TASK
Type out the records again, exactly as they are.

DATA RECORDS
________________

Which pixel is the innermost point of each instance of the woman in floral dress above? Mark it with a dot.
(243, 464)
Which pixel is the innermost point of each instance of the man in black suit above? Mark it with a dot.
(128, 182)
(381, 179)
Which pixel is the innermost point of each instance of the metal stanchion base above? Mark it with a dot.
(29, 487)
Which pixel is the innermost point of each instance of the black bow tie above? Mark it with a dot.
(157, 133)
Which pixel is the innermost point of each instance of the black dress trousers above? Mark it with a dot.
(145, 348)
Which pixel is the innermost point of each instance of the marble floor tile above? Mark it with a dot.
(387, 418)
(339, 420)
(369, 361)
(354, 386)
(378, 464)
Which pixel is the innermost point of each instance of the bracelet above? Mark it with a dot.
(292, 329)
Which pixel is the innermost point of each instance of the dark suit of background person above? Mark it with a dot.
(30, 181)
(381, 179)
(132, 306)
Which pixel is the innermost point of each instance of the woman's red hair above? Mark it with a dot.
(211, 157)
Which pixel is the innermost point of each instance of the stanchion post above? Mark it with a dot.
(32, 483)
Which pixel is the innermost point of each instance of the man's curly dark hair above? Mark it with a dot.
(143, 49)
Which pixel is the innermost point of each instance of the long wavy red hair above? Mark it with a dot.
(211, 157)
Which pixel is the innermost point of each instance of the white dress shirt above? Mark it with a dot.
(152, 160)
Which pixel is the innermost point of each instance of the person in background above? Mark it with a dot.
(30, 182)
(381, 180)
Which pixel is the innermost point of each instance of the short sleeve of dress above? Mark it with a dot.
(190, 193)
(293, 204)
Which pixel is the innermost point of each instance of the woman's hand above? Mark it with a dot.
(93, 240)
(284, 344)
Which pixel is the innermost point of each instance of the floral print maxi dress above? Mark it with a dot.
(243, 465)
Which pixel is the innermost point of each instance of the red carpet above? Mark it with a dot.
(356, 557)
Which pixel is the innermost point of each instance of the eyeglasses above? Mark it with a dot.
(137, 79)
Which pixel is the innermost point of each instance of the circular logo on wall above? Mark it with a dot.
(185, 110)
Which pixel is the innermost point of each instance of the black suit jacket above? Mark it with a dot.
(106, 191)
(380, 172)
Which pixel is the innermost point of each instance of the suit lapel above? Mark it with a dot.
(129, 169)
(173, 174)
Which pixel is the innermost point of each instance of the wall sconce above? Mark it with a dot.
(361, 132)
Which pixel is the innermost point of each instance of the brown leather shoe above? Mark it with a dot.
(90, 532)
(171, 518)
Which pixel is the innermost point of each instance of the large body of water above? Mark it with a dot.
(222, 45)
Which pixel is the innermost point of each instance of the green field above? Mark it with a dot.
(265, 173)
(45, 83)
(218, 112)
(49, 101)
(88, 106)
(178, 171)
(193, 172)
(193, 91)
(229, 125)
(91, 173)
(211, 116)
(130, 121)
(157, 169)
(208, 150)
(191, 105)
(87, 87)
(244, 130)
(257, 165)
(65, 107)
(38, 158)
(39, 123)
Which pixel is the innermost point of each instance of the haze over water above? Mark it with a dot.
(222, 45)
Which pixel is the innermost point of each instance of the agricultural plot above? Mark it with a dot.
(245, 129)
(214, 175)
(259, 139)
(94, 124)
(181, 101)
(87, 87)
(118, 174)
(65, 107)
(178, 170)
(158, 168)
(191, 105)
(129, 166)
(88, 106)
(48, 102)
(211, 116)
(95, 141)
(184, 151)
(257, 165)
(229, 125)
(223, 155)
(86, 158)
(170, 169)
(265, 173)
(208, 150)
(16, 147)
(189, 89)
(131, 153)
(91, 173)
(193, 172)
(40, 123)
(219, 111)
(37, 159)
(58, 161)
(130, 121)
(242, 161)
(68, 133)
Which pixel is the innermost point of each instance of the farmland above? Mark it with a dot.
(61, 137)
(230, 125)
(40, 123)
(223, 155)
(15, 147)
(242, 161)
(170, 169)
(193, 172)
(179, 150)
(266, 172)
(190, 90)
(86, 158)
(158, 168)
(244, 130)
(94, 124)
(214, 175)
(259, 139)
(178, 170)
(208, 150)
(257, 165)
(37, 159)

________________

RESULT
Which pixel is the innermost point of each instance of the woman in floral dress above? Mark it with a dot.
(243, 464)
Which pixel is the innermost point of each instance of the man in black suit above? Mark it with a dot.
(128, 182)
(381, 179)
Which pixel is the innermost point of each instance of the metal stanchion base above? Mark it with a dot.
(29, 487)
Which pixel is the innermost point of each instance of the black bow tie above? Mark it with a dot.
(157, 133)
Which pixel is the innermost point of each instance of the black dress trousers above? Mark it with a dot.
(145, 348)
Which pixel is the innermost point of each instance of the marble floor tile above? Mark it with a dot.
(387, 418)
(339, 420)
(369, 361)
(354, 386)
(378, 464)
Which pixel is the innermost point of each instance of the bracelet above? Mark it with a dot.
(292, 329)
Which pixel is the innermost point of each instance of the dark suit of background person above? Mark it with a dot.
(30, 181)
(381, 179)
(132, 306)
Which pixel is the innermost point of each instance of the woman's red hair above? Mark it with a dot.
(211, 157)
Which pixel is the innermost point of each instance of the stanchion post above? Mark it with a dot.
(32, 483)
Which pixel is the innermost point of each instance of the man's curly dark hair above? Mark it with a dot.
(143, 49)
Which pixel is the innermost point of each instance of the long wavy red hair above? Mark it with a dot.
(211, 157)
Which pixel is the innermost point of each instance of the white dress shirt above? Mark it with a dot.
(152, 160)
Which pixel is the innermost point of each instance of the person in background above? Mark it with a dot.
(30, 182)
(381, 180)
Which pixel is the innermost point of each instance of the short sleeve of dress above? Mark it with a dot.
(190, 193)
(293, 204)
Which pixel is the innermost point of each instance of the woman's hand above? Mark it with a dot.
(93, 240)
(284, 344)
Which pixel is the innermost point of each instance of the floral print maxi dress above? Mark it with a dot.
(243, 465)
Which pixel is the innermost point of each instance of the red carpet above? Mark it with a dot.
(356, 557)
Which pixel is the innermost point of each instance of the eyeglasses above? Mark it with a dot.
(137, 79)
Which pixel is the innermost point of each instance of the circular logo on wall above? Mark it with a dot.
(185, 110)
Which pixel is the innermost point of each instance of the black suit jacket above? Mark it with a dot.
(106, 191)
(380, 172)
Which pixel is the innermost point of each instance of the suit lapel above? Mark it with a dot.
(129, 169)
(173, 174)
Which pixel is the innermost point of each instance of the wall sconce above? Mark it with a dot.
(361, 132)
Which pixel is the innermost point of each instance of the brown leather shoe above? Mark it with a dot.
(90, 532)
(171, 518)
Which pixel is the innermost point of each instance of the large body of water above? Mark it with a dot.
(222, 45)
Which pixel is the innermost point of each instance of the green field above? Mark it with a dot.
(265, 173)
(45, 83)
(218, 112)
(49, 101)
(88, 106)
(178, 171)
(193, 172)
(193, 91)
(229, 125)
(91, 173)
(211, 116)
(130, 121)
(157, 169)
(208, 150)
(191, 105)
(87, 87)
(244, 130)
(257, 165)
(65, 107)
(38, 158)
(39, 123)
Which pixel is the innermost point of each instance of the haze over water above? Mark it with a dot.
(222, 45)
Which pixel is the innermost point of each instance of the agricultural plot above? Mark it with a dot.
(245, 129)
(214, 175)
(259, 139)
(94, 124)
(181, 101)
(87, 87)
(118, 174)
(65, 107)
(178, 170)
(158, 168)
(191, 105)
(129, 166)
(88, 106)
(48, 102)
(211, 116)
(95, 141)
(184, 151)
(257, 165)
(229, 125)
(223, 155)
(86, 158)
(170, 169)
(265, 173)
(208, 150)
(16, 147)
(189, 89)
(131, 153)
(91, 173)
(193, 172)
(40, 123)
(219, 111)
(37, 159)
(58, 161)
(130, 121)
(242, 161)
(68, 133)
Which pixel is the innermost point of each instance of the farmland above? Mark it with a dot.
(61, 137)
(230, 125)
(40, 123)
(223, 155)
(15, 147)
(242, 161)
(170, 169)
(193, 172)
(179, 150)
(266, 172)
(190, 90)
(86, 158)
(158, 168)
(244, 130)
(94, 124)
(214, 175)
(259, 139)
(178, 170)
(208, 150)
(257, 165)
(37, 159)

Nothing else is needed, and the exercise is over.